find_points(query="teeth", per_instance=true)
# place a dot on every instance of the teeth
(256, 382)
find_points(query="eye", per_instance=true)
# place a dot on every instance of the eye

PROBLEM REQUIREMENTS
Express the lines above as a JSON list of strings, with one string per line and blank lines omitted.

THE ANSWER
[
  "find_points(query=\"teeth\", per_instance=true)",
  "# place a dot on every instance of the teeth",
  "(256, 382)",
  "find_points(query=\"eye\", per_instance=true)",
  "# place a dot on every instance of the eye"
]